_TASK DIRECTIONS_.
Copy all of the following lines verbatim, keeping their order, blank lines, and punctuation unchanged.

++++++++

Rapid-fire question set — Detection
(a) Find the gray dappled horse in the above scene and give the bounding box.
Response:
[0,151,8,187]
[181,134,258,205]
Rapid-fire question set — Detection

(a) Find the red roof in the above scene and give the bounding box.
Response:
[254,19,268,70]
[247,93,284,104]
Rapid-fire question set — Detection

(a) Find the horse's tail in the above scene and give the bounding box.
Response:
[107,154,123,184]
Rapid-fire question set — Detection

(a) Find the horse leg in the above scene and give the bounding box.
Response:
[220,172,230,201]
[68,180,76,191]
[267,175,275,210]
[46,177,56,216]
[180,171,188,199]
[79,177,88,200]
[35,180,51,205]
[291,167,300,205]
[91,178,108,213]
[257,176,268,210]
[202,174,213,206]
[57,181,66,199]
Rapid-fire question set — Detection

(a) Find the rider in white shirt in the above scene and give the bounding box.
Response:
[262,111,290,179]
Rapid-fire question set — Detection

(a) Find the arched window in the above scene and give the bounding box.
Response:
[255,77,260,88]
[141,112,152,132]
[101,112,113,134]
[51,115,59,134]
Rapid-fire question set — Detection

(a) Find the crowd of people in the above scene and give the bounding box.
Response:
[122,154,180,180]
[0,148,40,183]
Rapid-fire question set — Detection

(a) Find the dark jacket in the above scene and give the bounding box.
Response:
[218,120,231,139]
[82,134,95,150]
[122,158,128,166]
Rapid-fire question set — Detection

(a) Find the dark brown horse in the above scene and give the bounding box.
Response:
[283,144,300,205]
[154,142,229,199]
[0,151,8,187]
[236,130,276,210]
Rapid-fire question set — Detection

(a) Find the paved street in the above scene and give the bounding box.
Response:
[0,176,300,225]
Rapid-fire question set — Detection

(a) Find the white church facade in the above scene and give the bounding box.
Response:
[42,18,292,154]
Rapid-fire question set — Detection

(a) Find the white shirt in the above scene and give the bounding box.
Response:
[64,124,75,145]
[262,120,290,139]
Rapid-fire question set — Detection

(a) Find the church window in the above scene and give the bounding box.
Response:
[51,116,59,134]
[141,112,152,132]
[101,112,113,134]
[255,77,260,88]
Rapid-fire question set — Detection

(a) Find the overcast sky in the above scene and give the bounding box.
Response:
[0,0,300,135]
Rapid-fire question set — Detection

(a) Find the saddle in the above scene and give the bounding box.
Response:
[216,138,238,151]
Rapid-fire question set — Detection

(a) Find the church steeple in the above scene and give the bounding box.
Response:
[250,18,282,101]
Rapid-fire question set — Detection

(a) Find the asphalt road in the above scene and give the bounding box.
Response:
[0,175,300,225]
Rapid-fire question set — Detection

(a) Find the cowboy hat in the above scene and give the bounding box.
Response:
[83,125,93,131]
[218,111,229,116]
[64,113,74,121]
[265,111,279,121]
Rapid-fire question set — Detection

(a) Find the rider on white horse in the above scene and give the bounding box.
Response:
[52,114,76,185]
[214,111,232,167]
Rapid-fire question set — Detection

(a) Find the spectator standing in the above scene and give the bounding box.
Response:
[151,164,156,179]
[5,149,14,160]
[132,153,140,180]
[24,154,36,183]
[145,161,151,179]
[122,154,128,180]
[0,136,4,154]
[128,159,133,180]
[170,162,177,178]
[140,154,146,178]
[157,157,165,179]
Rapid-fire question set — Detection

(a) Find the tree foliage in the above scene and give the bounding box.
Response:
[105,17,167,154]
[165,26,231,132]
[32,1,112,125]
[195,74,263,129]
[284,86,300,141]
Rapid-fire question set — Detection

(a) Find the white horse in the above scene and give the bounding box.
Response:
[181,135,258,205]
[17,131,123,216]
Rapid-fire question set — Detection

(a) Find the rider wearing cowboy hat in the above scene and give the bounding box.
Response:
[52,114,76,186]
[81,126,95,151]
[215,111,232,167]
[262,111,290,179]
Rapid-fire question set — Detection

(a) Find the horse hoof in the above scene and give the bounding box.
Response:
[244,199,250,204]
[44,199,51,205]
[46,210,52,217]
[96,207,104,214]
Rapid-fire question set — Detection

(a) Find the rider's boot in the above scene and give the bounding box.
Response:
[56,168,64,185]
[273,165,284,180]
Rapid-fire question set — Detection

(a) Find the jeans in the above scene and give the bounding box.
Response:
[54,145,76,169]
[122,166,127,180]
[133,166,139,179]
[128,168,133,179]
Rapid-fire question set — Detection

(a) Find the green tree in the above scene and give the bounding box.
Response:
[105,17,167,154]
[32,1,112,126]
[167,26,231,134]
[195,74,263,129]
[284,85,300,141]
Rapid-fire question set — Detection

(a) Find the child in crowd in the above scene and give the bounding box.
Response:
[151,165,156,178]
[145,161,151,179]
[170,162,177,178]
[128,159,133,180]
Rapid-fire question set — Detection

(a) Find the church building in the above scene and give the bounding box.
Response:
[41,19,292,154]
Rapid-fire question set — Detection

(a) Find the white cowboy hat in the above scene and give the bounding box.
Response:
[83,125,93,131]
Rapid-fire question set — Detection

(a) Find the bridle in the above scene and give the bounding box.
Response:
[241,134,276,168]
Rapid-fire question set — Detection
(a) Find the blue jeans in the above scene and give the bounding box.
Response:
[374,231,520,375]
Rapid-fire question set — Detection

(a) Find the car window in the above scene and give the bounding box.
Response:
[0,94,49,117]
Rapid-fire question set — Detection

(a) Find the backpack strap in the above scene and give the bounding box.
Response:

++++++++

_THE SOLUTION_.
Rapid-fire question set — Detection
(a) Find the gray dappled horse in the above scene and give the bounding box.
Response:
[0,151,8,187]
[181,134,258,205]
Rapid-fire question set — Detection

(a) Find the red roof in the above scene and give the bounding box.
Response:
[254,19,268,70]
[247,93,284,104]
Rapid-fire question set — Detection

(a) Find the horse's tail in the above scene and give the bounding box.
Response:
[107,154,123,184]
Rapid-fire question set — Detection

(a) Find the horse leg in the above scene and give the bounding box.
Response:
[220,172,230,201]
[68,180,76,191]
[267,175,275,210]
[46,177,56,216]
[180,171,188,199]
[79,177,88,200]
[35,180,51,205]
[291,167,300,205]
[91,178,108,213]
[257,176,268,210]
[202,174,213,206]
[57,181,66,199]
Rapid-fire question set — Detection

(a) Find the rider in white shirt in the above scene and give the bounding box.
Response:
[262,111,290,179]
Rapid-fire question set — Detection

(a) Find the arched window in the above scene and give the bounding box.
Response:
[255,77,260,88]
[141,112,152,132]
[101,112,113,134]
[51,115,59,134]
Rapid-fire question set — Detection

(a) Find the crowd of people in the above scene and give the bounding box.
Response:
[122,154,180,180]
[0,148,40,183]
Rapid-fire question set — Detection

(a) Find the dark jacket in the above scene and give the bounding box.
Response:
[218,120,231,139]
[82,134,95,150]
[122,158,128,166]
Rapid-fire question set — Detection

(a) Find the dark brown horse in the above scene and give the bounding box.
Response:
[283,144,300,205]
[154,142,229,199]
[0,151,8,187]
[236,130,276,210]
Rapid-fire question set — Detection

(a) Find the paved street in the above scene and give the bounding box.
Response:
[0,176,300,225]
Rapid-fire question set — Detection

(a) Find the white church facade in the above scene and give the bounding box.
Response:
[42,18,292,154]
Rapid-fire question set — Detection

(a) Find the white shirt in the above scene and give the bounding box.
Response:
[64,124,75,145]
[262,120,290,139]
Rapid-fire question set — Detection

(a) Find the church window in the above scene and give the bounding box.
Response:
[51,116,59,134]
[141,112,152,132]
[101,112,113,134]
[255,77,260,88]
Rapid-fire question set — Detection

(a) Find the overcast sky in the above scene and give the bounding box.
Response:
[0,0,300,135]
Rapid-fire question set — Detection

(a) Find the saddle in the above scene and give the bounding box.
Response:
[216,138,238,151]
Rapid-fire question set — Detection

(a) Find the church steeple in the above scene and give the bounding box.
Response:
[250,18,282,101]
Rapid-fire question set — Detection

(a) Find the asphalt road in the above scene and give the bounding box.
Response:
[0,175,300,225]
Rapid-fire question set — Detection

(a) Find the cowboy hat in the above scene and give the bounding box.
Response:
[83,125,93,131]
[218,111,229,116]
[64,113,74,121]
[265,111,279,121]
Rapid-fire question set — Detection

(a) Find the rider on white horse in the above scene and give the bounding box.
Response:
[52,114,76,185]
[214,111,232,167]
Rapid-fire question set — Detection

(a) Find the spectator standing in the above scene and give the bounding box.
Response:
[151,164,156,179]
[5,149,14,160]
[132,153,140,180]
[24,154,36,183]
[145,161,151,179]
[122,154,128,180]
[0,136,4,154]
[128,159,133,180]
[170,162,177,178]
[140,154,146,178]
[157,157,165,179]
Rapid-fire question set — Detection

(a) Find the tree foliage in the above scene and give the bounding box.
Response:
[105,17,167,154]
[165,26,231,132]
[32,1,112,125]
[195,74,263,129]
[284,86,300,141]
Rapid-fire question set — Detection

(a) Find the white horse in the above scene and give the bounding box.
Response:
[181,135,258,205]
[17,131,123,216]
Rapid-fire question set — Detection

(a) Find the rider wearing cowboy hat in the above scene and give the bounding box.
Response:
[52,114,76,186]
[81,126,95,151]
[215,111,232,167]
[262,111,290,179]
Rapid-fire question set — Detection

(a) Find the horse hoof in the above scene and give the bounding box.
Response:
[244,199,250,204]
[44,199,51,205]
[46,210,52,217]
[96,207,104,214]
Rapid-fire question set — Detection

(a) Find the rider's boot in the above scene and give the bounding box.
Response:
[56,168,64,185]
[273,165,284,180]
Rapid-fire question set — Detection

(a) Find the jeans in the above scene and give the bounding box.
Response:
[54,145,76,169]
[122,166,127,180]
[133,166,139,179]
[128,168,133,179]
Rapid-fire question set — Detection

(a) Find the green tree in the above scene and give the bounding box.
Response:
[105,17,167,154]
[32,1,112,126]
[167,26,231,134]
[195,74,263,129]
[284,85,300,141]
Rapid-fire question set — Detection

(a) Find the child in crowd in the above scene and give the bounding box.
Response:
[151,165,156,178]
[145,161,151,179]
[170,162,177,178]
[128,159,133,180]
Rapid-fire question set — Detection

(a) Find the church building in the above scene and give the bounding box.
Response:
[41,19,292,154]
Rapid-fire question set — Detection

(a) Find the white cowboy hat in the above scene and give the bounding box.
Response:
[83,125,93,131]
Rapid-fire question set — Detection

(a) Find the bridle in the above scene and give the bounding box.
Response:
[241,134,276,168]
Rapid-fire question set — Detection
(a) Find the blue jeans in the above scene and give the bounding box.
Response:
[374,231,520,375]
Rapid-fire question set — Detection

(a) Find the car window in the above scene and give the bounding box.
Response:
[0,94,49,117]
Rapid-fire question set — Detection

(a) Find the backpack strap in the above scene and give the bounding box.
Response:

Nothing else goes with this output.